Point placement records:
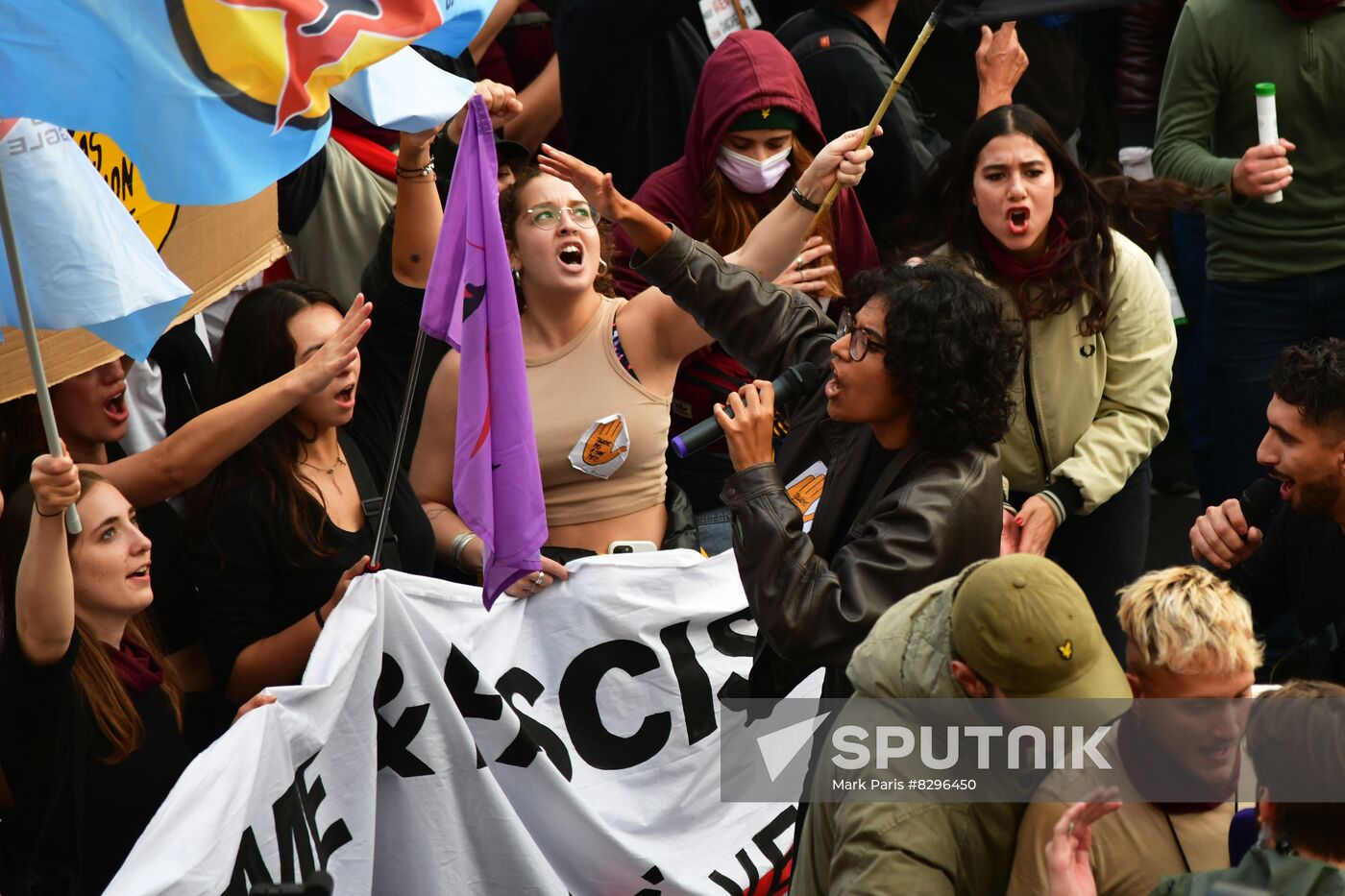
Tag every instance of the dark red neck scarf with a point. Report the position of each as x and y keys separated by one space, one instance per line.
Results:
x=1308 y=10
x=1036 y=271
x=1152 y=772
x=134 y=666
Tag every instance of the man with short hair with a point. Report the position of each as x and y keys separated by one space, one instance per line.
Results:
x=1189 y=637
x=1277 y=269
x=1300 y=561
x=1015 y=626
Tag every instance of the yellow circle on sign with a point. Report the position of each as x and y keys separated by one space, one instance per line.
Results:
x=121 y=175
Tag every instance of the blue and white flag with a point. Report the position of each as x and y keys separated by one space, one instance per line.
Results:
x=212 y=98
x=85 y=261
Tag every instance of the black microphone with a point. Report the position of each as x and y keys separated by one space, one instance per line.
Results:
x=795 y=382
x=1258 y=502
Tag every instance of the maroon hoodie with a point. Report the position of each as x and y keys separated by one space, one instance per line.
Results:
x=749 y=71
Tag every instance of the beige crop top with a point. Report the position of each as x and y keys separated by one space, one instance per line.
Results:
x=600 y=435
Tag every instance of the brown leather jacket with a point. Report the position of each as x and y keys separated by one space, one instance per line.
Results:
x=817 y=594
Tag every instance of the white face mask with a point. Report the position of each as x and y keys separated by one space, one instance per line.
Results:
x=749 y=175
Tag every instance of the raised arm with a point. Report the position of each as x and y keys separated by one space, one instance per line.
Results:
x=44 y=593
x=661 y=329
x=773 y=242
x=432 y=479
x=187 y=456
x=420 y=213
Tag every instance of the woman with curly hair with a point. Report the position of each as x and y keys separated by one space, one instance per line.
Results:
x=1008 y=205
x=888 y=479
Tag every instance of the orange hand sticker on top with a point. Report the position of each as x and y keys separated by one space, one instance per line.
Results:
x=601 y=444
x=602 y=447
x=804 y=496
x=806 y=490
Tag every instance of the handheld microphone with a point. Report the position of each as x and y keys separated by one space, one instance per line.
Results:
x=1258 y=502
x=795 y=382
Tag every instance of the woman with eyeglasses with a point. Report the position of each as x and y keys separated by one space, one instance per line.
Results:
x=600 y=370
x=888 y=479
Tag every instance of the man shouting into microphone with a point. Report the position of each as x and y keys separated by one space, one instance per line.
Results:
x=1298 y=563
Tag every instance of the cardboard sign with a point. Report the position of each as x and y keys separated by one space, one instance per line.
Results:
x=725 y=16
x=210 y=248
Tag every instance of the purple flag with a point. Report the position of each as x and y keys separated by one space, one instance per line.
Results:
x=471 y=304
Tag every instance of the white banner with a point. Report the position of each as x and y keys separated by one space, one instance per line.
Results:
x=560 y=744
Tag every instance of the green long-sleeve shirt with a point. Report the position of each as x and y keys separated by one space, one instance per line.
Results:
x=1207 y=120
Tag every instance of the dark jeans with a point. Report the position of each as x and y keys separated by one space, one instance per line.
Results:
x=1250 y=325
x=1105 y=550
x=1189 y=369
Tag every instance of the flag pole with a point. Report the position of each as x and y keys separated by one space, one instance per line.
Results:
x=743 y=16
x=887 y=100
x=399 y=446
x=30 y=336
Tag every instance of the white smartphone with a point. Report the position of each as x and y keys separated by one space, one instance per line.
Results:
x=631 y=546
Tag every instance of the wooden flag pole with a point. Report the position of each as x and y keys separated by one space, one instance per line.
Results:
x=887 y=101
x=399 y=447
x=30 y=336
x=743 y=16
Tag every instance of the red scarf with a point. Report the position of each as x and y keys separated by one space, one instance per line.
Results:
x=373 y=155
x=1308 y=10
x=134 y=666
x=1152 y=772
x=1036 y=271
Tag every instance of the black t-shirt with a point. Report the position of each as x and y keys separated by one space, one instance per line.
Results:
x=1300 y=567
x=256 y=579
x=51 y=751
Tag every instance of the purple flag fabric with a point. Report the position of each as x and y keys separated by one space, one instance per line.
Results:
x=471 y=304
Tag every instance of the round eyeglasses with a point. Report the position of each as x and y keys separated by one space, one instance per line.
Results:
x=861 y=339
x=548 y=217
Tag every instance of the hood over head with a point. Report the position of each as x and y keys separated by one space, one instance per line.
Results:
x=749 y=71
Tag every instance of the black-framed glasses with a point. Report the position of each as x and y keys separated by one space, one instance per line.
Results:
x=861 y=339
x=548 y=215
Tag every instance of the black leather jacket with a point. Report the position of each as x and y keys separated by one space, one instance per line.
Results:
x=928 y=516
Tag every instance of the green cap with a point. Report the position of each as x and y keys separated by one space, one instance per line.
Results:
x=769 y=118
x=1024 y=624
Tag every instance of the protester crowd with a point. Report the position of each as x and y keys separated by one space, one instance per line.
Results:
x=1015 y=343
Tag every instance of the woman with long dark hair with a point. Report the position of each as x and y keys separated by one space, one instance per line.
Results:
x=90 y=714
x=1008 y=204
x=282 y=523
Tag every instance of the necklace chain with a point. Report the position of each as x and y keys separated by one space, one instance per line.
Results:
x=330 y=472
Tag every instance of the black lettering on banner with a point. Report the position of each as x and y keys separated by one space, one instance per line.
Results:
x=128 y=180
x=533 y=736
x=764 y=841
x=249 y=866
x=93 y=148
x=693 y=684
x=296 y=835
x=596 y=745
x=652 y=876
x=730 y=643
x=460 y=677
x=394 y=740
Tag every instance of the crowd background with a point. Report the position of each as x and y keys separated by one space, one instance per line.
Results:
x=1029 y=354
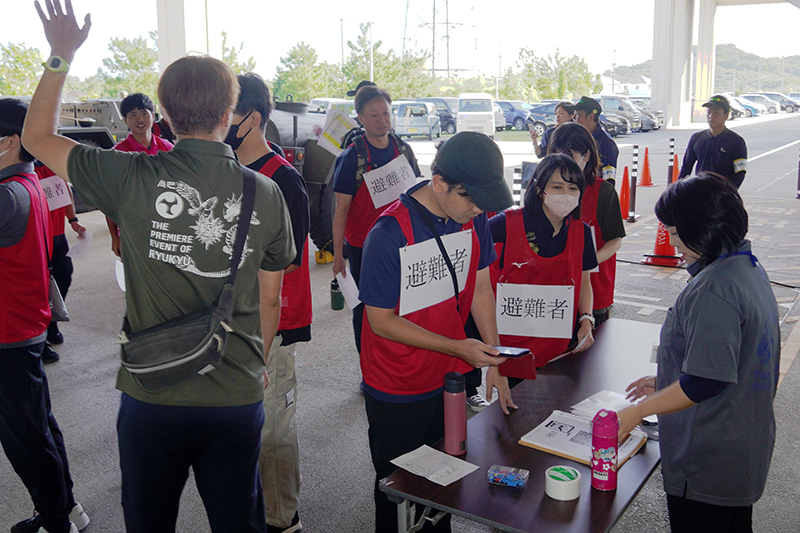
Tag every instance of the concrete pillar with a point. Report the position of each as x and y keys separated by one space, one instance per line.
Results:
x=183 y=29
x=672 y=49
x=704 y=58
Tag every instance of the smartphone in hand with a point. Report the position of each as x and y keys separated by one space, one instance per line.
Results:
x=511 y=352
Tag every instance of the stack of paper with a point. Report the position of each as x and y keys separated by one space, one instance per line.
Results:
x=570 y=435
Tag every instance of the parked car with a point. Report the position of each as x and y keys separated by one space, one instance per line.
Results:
x=614 y=124
x=516 y=114
x=621 y=105
x=348 y=106
x=736 y=109
x=649 y=120
x=417 y=119
x=787 y=104
x=771 y=105
x=751 y=109
x=476 y=113
x=644 y=101
x=499 y=118
x=447 y=107
x=541 y=117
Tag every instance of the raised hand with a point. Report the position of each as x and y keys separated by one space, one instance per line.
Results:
x=61 y=28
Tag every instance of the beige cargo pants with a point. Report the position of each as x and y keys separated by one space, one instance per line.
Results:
x=279 y=462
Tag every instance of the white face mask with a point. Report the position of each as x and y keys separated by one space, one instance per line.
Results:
x=561 y=205
x=6 y=151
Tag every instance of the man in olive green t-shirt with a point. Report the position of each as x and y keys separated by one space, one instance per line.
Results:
x=178 y=211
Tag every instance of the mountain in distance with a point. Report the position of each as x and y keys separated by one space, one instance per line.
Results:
x=736 y=71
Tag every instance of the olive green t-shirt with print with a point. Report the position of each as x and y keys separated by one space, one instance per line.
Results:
x=177 y=212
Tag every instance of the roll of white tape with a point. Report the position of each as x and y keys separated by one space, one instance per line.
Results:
x=562 y=482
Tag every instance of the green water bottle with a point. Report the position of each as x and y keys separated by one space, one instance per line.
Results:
x=337 y=298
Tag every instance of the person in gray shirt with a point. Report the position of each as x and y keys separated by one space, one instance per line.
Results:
x=718 y=364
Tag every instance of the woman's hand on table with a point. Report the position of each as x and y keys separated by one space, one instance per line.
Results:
x=495 y=381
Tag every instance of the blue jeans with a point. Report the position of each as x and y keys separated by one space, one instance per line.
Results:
x=157 y=446
x=31 y=437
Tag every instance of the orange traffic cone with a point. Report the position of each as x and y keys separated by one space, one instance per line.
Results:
x=647 y=179
x=663 y=254
x=675 y=170
x=625 y=195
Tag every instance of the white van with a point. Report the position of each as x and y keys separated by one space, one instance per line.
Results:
x=476 y=113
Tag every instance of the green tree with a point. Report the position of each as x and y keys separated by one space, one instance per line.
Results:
x=401 y=76
x=565 y=77
x=132 y=67
x=230 y=55
x=20 y=68
x=528 y=75
x=301 y=75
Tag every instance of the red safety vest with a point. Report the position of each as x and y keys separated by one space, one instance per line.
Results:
x=25 y=280
x=363 y=213
x=522 y=265
x=296 y=288
x=397 y=368
x=602 y=281
x=57 y=216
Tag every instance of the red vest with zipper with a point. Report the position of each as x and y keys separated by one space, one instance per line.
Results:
x=521 y=265
x=363 y=213
x=397 y=368
x=296 y=288
x=25 y=279
x=602 y=281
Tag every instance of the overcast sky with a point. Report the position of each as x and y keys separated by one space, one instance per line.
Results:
x=484 y=35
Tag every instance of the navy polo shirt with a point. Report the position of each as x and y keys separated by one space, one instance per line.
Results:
x=344 y=173
x=379 y=285
x=539 y=232
x=609 y=153
x=724 y=154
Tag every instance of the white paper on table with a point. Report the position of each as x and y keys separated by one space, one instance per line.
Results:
x=81 y=245
x=119 y=270
x=349 y=288
x=424 y=276
x=337 y=124
x=572 y=351
x=613 y=401
x=434 y=465
x=568 y=435
x=385 y=184
x=535 y=310
x=56 y=191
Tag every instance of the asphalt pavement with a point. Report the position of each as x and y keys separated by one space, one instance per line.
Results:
x=337 y=474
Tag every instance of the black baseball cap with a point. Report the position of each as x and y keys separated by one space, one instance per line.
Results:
x=719 y=101
x=475 y=161
x=362 y=83
x=590 y=105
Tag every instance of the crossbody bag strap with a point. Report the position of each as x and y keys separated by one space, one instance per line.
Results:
x=246 y=213
x=427 y=218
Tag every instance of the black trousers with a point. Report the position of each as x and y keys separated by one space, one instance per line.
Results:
x=354 y=259
x=61 y=264
x=690 y=516
x=395 y=429
x=31 y=437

▸ **Instruction**
Reproduce the lines of the records starting with the line that contains "Tag every instance of the orange hand" and going on through the line that contains "x=631 y=546", keeping each line as it appears.

▸ **Result of the exercise**
Tag every instance of the orange hand sticker on top with a point. Report the position of each as x and y keys separated by one space, one instance per line.
Results:
x=601 y=444
x=602 y=447
x=804 y=496
x=806 y=490
Tag every instance of the handheld microphone with a point. Report the position of each as x and y keys separated by one space, one instance per line.
Results:
x=1258 y=502
x=795 y=382
Tag every instance of the woman with eyeglasses with a point. Report the position of each as x and y keys separated by one space, one instance per line.
Results:
x=600 y=370
x=888 y=479
Tag every instance of the man shouting into microphone with a point. Report the position of each as x and y keys separated by one space, one instance per line.
Results:
x=1298 y=563
Tag every instance of the cardboard sign with a point. Report the position of each as x and y keys separated by one space, one instance per line.
Results:
x=725 y=16
x=210 y=248
Tag every instance of the purple flag with a point. Report the position of each as x and y keys separated by one space, one instance per line.
Results:
x=471 y=304
Tag every instance of the white banner with a point. Report the position of each as x and y keys separated by one space, one instance per line.
Results:
x=560 y=744
Tag every instance of the green long-sleeve shirt with a point. Report the position of each as x and y keys separated by one space, one instance per line.
Results:
x=1207 y=120
Tag every instance of the dark jeans with a point. Report the position of each as x and y keys separated by one space, one instance per line.
Results:
x=1250 y=325
x=1105 y=550
x=1189 y=369
Tag every instance of the flag pole with a point. Report the position of each as x and y keys separated by one space, one instance per line.
Results:
x=743 y=16
x=887 y=100
x=399 y=446
x=30 y=336
Tag every instance of the white smartphone with a point. Report the position of each as x and y keys separated by one space, one instance per line.
Results:
x=631 y=546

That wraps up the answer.